Records from a dataset:

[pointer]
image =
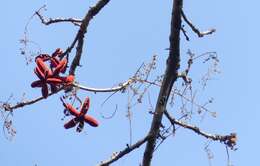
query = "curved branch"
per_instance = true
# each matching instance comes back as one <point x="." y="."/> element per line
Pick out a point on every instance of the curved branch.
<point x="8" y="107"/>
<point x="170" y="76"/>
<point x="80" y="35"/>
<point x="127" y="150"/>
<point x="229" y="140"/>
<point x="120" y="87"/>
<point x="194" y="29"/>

...

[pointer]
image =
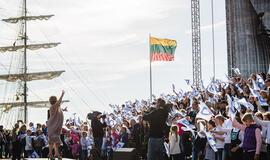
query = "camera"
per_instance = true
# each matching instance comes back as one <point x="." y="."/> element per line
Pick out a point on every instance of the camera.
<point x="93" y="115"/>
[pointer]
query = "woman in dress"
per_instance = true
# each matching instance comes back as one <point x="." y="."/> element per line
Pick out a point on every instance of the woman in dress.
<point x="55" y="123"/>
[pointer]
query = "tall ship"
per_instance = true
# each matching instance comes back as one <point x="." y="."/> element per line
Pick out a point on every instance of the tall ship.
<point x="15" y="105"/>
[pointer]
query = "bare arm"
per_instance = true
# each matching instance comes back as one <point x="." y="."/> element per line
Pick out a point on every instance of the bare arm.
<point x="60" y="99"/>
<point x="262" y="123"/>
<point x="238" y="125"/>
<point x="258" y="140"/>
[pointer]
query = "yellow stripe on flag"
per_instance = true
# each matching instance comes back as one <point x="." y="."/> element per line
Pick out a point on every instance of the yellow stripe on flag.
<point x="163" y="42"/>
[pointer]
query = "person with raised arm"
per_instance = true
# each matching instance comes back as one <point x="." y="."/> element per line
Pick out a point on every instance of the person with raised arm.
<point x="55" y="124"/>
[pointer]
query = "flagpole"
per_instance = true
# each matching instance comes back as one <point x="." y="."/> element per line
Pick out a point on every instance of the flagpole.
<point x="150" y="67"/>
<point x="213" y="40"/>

## Stated goal:
Pull out every line above that contains the string "branch", treating uppercase and lowercase letters as different.

## In response:
query = "curved branch"
Pick out a point on every instance of the curved branch.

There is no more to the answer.